* _Given problem 1_
Answer these questions from the text on Azure storage, marking your answers (a), (b), and (c) to match.
(a) Up to how much data can Azure storage hold?
(b) By default, how many replicas does Azure storage create inside a region?
(c) What does read-only geo-replication let you use the replicas for?

* _Text to read_
This course covers the Design an application storage and data access strategy part of the 70-534 exam, which is worth 5–10% of the exam. The intent of the course is to help fill in an knowledge gaps that you might have, and help to prepare you for the exam.
Welcome back, in this lesson we're going to be covering some of the storage options available in Azure.
Let's start with the storage option aptly named Azure storage. Azure storage is an extremely flexible and massively scalable storage platform and it's a fundamental building block for Azure.
As an example of how it's fundamental for IaaS VM's the virtual hard disks are stored in Azure storage. You can use Azure storage to store up to 500 terabytes of data and it can handle up to 20,000 IO operations per second and it's elastic which ensure consistent performance.
By default, Azure storage is resilient so it creates three replicas inside of a region. Plus you can enable geo-replication to the paired region. Geo-replication by default is for disaster recovery since replicated data isn't accessible. It only becomes available if Microsoft initiates a failover.
However, you can use red-only geo-replication and this will, as the name suggests, allow you to use those replicas for read-only access. And that can provide lower latency for end users. You can interact with Azure storage via a REST API and any of the libraries that are built on top of it.

* _Supplied entries_
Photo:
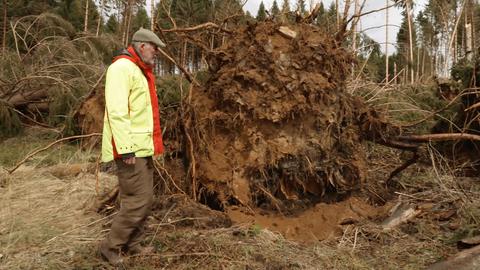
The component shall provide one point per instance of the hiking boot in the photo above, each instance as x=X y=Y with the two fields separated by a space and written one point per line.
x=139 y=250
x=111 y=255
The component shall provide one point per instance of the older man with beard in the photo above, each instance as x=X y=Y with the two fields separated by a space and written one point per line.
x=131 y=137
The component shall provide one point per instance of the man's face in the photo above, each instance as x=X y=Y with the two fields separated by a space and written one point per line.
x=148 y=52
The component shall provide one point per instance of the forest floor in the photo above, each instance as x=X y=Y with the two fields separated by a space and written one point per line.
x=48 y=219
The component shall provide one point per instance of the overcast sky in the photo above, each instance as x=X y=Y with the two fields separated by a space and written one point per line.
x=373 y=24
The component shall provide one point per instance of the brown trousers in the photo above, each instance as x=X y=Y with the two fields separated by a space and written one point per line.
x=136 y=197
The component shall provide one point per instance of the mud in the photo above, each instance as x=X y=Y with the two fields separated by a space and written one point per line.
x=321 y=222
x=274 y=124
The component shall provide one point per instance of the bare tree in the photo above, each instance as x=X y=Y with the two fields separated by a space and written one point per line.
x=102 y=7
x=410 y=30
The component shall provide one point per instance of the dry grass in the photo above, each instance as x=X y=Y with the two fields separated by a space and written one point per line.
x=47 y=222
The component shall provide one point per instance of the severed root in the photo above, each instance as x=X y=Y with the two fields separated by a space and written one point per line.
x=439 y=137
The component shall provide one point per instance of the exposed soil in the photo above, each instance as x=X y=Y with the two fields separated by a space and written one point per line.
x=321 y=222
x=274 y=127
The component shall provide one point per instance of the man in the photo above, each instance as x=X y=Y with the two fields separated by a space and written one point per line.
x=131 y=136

* _Given problem 2_
Lay out the records, from the line containing "The component shall provide one point per instance of the forest" through the last line of the records, as a Markdown table with the columns Number and Record line. Give each line its own row and skip blank lines.

* _Reply 1_
(a) Up to 500 terabytes
(b) Three
(c) Read-only access

* _Reply 2_
| Number | Record line |
|---|---|
| 1 | The component shall provide one point per instance of the forest floor in the photo above, each instance as x=X y=Y with the two fields separated by a space and written one point per line. |
| 2 | x=48 y=219 |
| 3 | The component shall provide one point per instance of the overcast sky in the photo above, each instance as x=X y=Y with the two fields separated by a space and written one point per line. |
| 4 | x=373 y=24 |
| 5 | The component shall provide one point per instance of the brown trousers in the photo above, each instance as x=X y=Y with the two fields separated by a space and written one point per line. |
| 6 | x=136 y=197 |
| 7 | The component shall provide one point per instance of the mud in the photo above, each instance as x=X y=Y with the two fields separated by a space and written one point per line. |
| 8 | x=321 y=222 |
| 9 | x=274 y=124 |
| 10 | The component shall provide one point per instance of the bare tree in the photo above, each instance as x=X y=Y with the two fields separated by a space and written one point per line. |
| 11 | x=102 y=7 |
| 12 | x=410 y=30 |
| 13 | The component shall provide one point per instance of the dry grass in the photo above, each instance as x=X y=Y with the two fields separated by a space and written one point per line. |
| 14 | x=47 y=222 |
| 15 | The component shall provide one point per instance of the severed root in the photo above, each instance as x=X y=Y with the two fields separated by a space and written one point per line. |
| 16 | x=439 y=137 |
| 17 | The component shall provide one point per instance of the exposed soil in the photo above, each instance as x=X y=Y with the two fields separated by a space and written one point per line. |
| 18 | x=321 y=222 |
| 19 | x=274 y=127 |
| 20 | The component shall provide one point per instance of the man in the photo above, each instance as x=X y=Y with the two fields separated by a space and written one point per line. |
| 21 | x=131 y=136 |